Records from a data collection
● ● ●
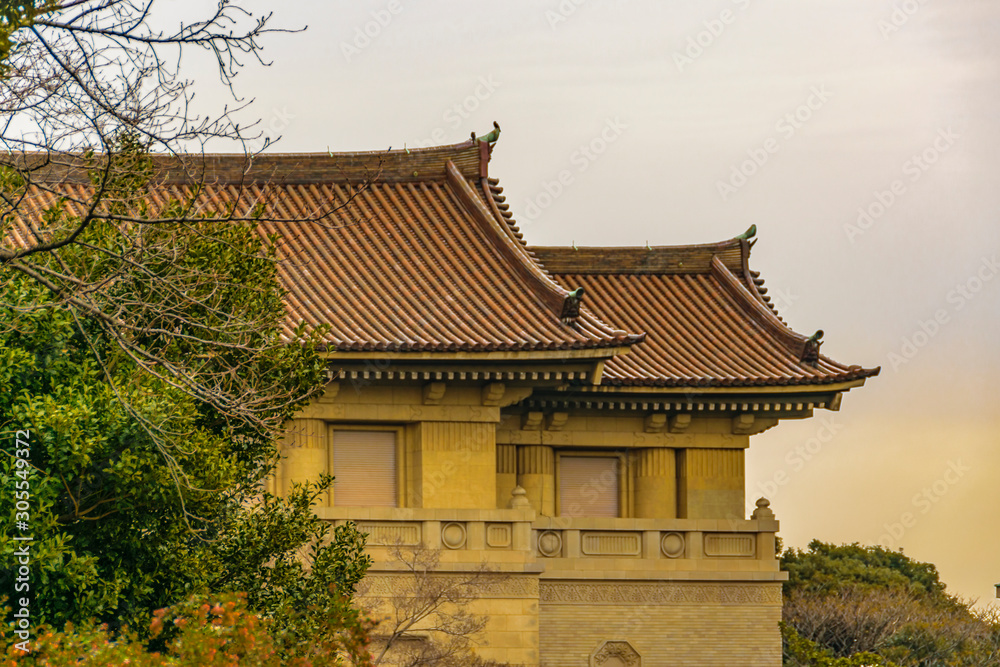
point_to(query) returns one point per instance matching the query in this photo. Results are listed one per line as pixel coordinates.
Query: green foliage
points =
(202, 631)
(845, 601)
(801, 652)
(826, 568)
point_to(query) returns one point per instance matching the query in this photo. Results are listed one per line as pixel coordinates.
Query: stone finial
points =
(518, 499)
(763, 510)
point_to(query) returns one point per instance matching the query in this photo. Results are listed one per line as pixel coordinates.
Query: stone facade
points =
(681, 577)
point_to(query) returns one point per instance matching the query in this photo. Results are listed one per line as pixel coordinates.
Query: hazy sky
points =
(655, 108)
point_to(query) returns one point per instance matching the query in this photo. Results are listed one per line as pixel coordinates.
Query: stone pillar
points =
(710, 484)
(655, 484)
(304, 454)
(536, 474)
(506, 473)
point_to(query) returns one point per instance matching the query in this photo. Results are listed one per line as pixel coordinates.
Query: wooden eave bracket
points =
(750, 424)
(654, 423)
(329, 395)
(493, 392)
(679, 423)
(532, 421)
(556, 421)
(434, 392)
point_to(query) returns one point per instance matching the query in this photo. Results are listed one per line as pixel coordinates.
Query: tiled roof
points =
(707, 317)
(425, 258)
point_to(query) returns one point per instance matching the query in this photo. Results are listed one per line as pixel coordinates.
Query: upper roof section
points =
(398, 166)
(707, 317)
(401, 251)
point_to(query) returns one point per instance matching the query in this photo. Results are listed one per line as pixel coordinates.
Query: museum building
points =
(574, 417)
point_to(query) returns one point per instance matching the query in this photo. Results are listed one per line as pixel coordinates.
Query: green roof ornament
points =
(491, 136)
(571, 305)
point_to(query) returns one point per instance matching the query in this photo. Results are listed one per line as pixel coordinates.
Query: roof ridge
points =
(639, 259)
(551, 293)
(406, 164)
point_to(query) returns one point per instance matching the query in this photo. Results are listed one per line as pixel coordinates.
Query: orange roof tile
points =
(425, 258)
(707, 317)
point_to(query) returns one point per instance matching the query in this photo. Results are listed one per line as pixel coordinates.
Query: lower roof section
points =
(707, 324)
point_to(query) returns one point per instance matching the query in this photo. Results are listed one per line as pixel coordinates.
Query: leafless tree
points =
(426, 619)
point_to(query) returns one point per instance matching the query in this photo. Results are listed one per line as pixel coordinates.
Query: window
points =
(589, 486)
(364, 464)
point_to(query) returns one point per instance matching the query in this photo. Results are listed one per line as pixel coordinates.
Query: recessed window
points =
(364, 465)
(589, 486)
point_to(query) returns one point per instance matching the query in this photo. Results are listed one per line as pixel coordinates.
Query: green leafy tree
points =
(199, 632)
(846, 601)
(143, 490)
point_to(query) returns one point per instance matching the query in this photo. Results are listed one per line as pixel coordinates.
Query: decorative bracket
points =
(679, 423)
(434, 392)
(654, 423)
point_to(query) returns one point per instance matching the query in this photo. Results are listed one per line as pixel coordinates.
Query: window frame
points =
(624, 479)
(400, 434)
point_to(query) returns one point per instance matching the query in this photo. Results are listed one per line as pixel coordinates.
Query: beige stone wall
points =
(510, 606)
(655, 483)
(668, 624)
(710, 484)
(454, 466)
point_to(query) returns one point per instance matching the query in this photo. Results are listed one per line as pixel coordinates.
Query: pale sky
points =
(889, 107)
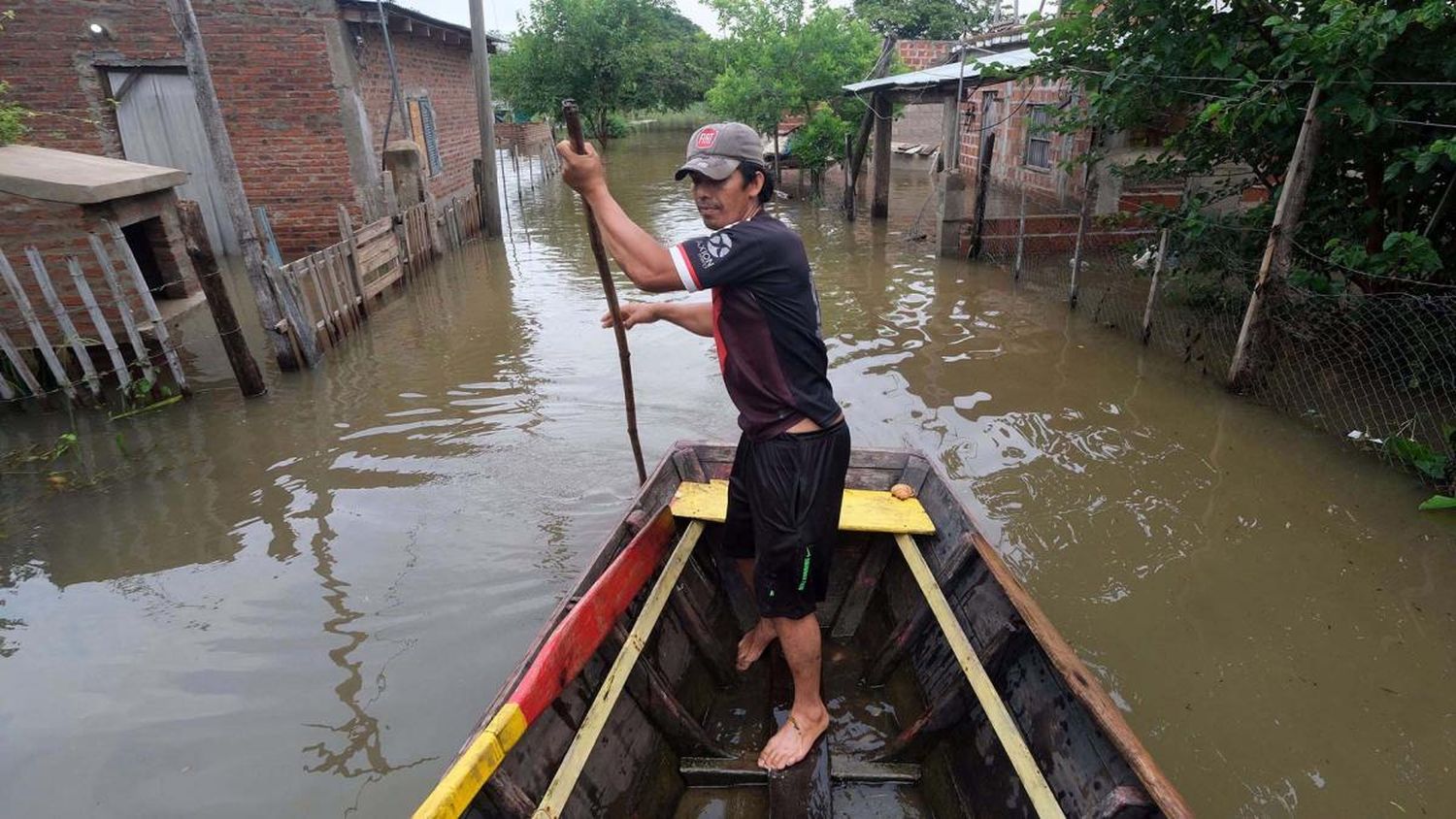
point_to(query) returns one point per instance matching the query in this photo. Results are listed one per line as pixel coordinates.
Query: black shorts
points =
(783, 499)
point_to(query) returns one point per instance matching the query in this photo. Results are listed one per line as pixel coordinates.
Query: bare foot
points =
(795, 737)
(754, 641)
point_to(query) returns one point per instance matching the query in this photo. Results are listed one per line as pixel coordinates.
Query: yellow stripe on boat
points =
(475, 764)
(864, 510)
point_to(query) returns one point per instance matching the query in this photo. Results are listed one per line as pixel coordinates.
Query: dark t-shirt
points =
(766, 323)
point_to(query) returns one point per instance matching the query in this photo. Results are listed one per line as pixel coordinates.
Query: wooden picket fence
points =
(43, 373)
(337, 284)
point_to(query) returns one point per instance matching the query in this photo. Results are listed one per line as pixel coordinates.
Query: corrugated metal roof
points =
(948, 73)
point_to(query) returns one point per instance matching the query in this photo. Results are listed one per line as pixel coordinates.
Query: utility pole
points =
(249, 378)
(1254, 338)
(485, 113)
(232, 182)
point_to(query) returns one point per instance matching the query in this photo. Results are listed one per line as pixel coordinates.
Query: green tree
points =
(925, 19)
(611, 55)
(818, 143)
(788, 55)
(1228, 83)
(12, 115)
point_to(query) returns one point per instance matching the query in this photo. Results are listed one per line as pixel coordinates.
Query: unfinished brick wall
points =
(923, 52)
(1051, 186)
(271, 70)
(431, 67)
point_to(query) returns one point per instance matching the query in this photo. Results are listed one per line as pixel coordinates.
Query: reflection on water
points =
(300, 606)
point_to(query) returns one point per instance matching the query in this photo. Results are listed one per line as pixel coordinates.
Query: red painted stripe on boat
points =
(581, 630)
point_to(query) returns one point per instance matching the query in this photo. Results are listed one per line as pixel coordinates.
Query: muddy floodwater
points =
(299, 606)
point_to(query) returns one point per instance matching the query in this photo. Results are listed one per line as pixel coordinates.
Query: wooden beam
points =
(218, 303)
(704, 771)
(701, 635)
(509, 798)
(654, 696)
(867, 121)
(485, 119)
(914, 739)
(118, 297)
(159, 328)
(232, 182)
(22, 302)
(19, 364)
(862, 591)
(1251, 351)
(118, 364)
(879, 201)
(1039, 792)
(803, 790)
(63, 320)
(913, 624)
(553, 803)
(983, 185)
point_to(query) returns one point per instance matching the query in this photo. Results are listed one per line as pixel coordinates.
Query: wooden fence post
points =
● ● ●
Short task
All of the entries above should be copied exactly, except for the pictures.

Completed exercise
point_to(query) returns one point per instance matching the query in this photo. Results are listed one per line as pixel coordinates.
Query: green foliage
points =
(202, 631)
(845, 601)
(801, 652)
(826, 568)
point_to(query) returns one point per instance matching the query in this photo. Results are listed one per line as pixel coordinates.
Query: stone finial
points =
(518, 499)
(763, 510)
point_to(query) returns one point per instance matching the query in this photo. Results are listed one per line as pixel coordinates.
Query: stone facade
points =
(681, 577)
point_to(query) returns one point per instance matching the query in this photo. Results are listed one per line as pixel coordinates.
Query: hazy sky
points =
(655, 108)
point_to(query) returns one point per instance matching the query in this photo. Results are listed one per line as pixel coordinates.
Query: stone pillar
points =
(710, 484)
(655, 484)
(304, 454)
(536, 474)
(506, 473)
point_to(query) returns one point per instance matching the query in this photo. Results are listed one per line as pixel coordinates.
Query: wooden eave bracket
points =
(750, 424)
(654, 423)
(329, 395)
(493, 392)
(679, 423)
(532, 421)
(556, 421)
(434, 392)
point_to(query) returns one point per instance matching the query in this photo. Results are listed one per line as pixel coordinates.
Query: tiled roof
points =
(707, 317)
(425, 258)
point_to(query) returns one point per instance matching the query in this photo. Results are listed one per line as pixel coordinates.
Query: upper roof section
points =
(398, 166)
(707, 317)
(401, 251)
point_to(query) returns one point per instance matching the query in this photo. Results are listed one per line as pixel coordinates.
Query: museum building
points =
(574, 417)
point_to(query) returns one point per instance matching the query in this photo. Results are listed one per line as pixel coordinates.
Query: green roof ornament
points =
(491, 136)
(571, 305)
point_to(query) returns one point per instance matching the query in this photo. Results are listed one per line as pixel coordinates.
Query: roof ridge
points =
(639, 259)
(551, 293)
(406, 164)
point_to(query) returns one point per instance matching the query in this photo. Results are listed one per line as pixel coordinates.
Query: orange roof tile
points =
(425, 258)
(707, 317)
point_to(query) returns one point per instance matching the query in this photo. Results are listed one per line as pixel coordinates.
Query: lower roof section
points =
(707, 324)
point_to(query) returns one point per instance matching the query in this photo. Results are listed one per line as pixel coordinates.
Query: leafless tree
points =
(426, 619)
point_to(query) returns one point per instance matching the query in this photo. Results are listed one per line as pixel coordinates.
Query: window
points =
(589, 486)
(364, 464)
point_to(query) returns one point per instance matching the query in this photo. Results are listed one per line as pixel coordinates.
Query: recessed window
points =
(364, 465)
(589, 486)
point_to(query) returns one point per instance matching the query in this photo. Results are listed one per line as pixel coordinates.
Query: green leafy tree
points =
(199, 632)
(846, 601)
(143, 490)
point_to(query) returns one point per instance matching the query in this photo. Results are listed one per line as pixel coordinates.
Query: decorative bracket
points =
(679, 423)
(434, 392)
(654, 423)
point_to(query) returns one point per instance matching the query in this photo. Results are listed one per line as pixel coordinates.
Query: window frame
points =
(624, 479)
(400, 434)
point_to(query) returns one point per instance matching the query in this photo. Results are listed one per line as pixel coordinates.
Query: beige stone wall
points =
(510, 606)
(655, 483)
(668, 624)
(710, 484)
(454, 466)
point_to(query) returns one point per instance matching the query in this photo. Results are listed one per line as pixel coordinates.
Query: pale sky
points =
(889, 107)
point_to(query) returns one point per instance matching the query in this photo. Results are listed one per line as pixel coordinates.
Query: black shorts
points =
(783, 499)
point_to(query) returns one point per instance matching the query in this photo. Results are listed one per line as pixel coordinates.
Query: bare foot
points =
(795, 737)
(754, 641)
point_to(query) returns one point per instance matching the query in this photo. Results are listed one per line as pixel coordinates.
Query: yellow stripe on boat
points =
(475, 764)
(864, 510)
point_to(query) returns one point per instance matching the query in this photo. Results are listed one per line as pixel coordinates.
Query: dark t-shirt
points =
(766, 323)
point_to(query) returns one point per instance matching the query in this photo. Results are listed one per line as pixel coordinates.
Query: wooden picket fence
points =
(43, 373)
(337, 284)
point_to(query) returns one point per instance matching the query in this photo. Results are listed one per line as pixel coordinates.
Query: corrugated metal roof
points =
(948, 73)
point_to(query) returns one point per instance matching the query in this photo. Results are listed one per line as pixel coordinates.
Query: utility pole
points =
(249, 378)
(1254, 338)
(485, 113)
(232, 182)
point_to(query) returns one point per instance matching the query in this photo. Results are listed one per line as pixel coordinates.
Query: green tree
points =
(925, 19)
(611, 55)
(818, 143)
(788, 55)
(1228, 83)
(12, 115)
point_to(query) returns one point per instance matching the query in this photo. Results are listed one per line as pixel coordinates.
Query: unfinished brick wall
points =
(923, 52)
(1051, 186)
(271, 70)
(431, 67)
point_to(query) returns one point per instance matching the query in this photo. Results are listed one per line as pixel coordinates.
Query: reflection on water
points =
(300, 606)
point_to(query) returns one point per instance matching the query in this photo. Results are listed one per line as pixel coordinates.
Query: red painted stripe on boat
points =
(581, 630)
point_to(query) returns one point per instance matching the query in this photo. Results are listed one per line as pixel coordinates.
Query: muddy floodwater
points =
(299, 606)
point_to(query) returns one point per instance matching the query in this photo. Results are listed one per line as pixel coordinates.
Query: wooden beam
points =
(218, 303)
(704, 771)
(701, 635)
(509, 798)
(654, 696)
(867, 121)
(485, 119)
(914, 739)
(118, 297)
(159, 328)
(232, 182)
(22, 302)
(19, 364)
(862, 591)
(1251, 351)
(118, 364)
(879, 201)
(1039, 792)
(803, 790)
(63, 320)
(913, 624)
(553, 803)
(983, 185)
point_to(query) returns one point per instance matching the query in this photo. Results are listed one per line as pixel coordinates.
Query: wooden fence post
points =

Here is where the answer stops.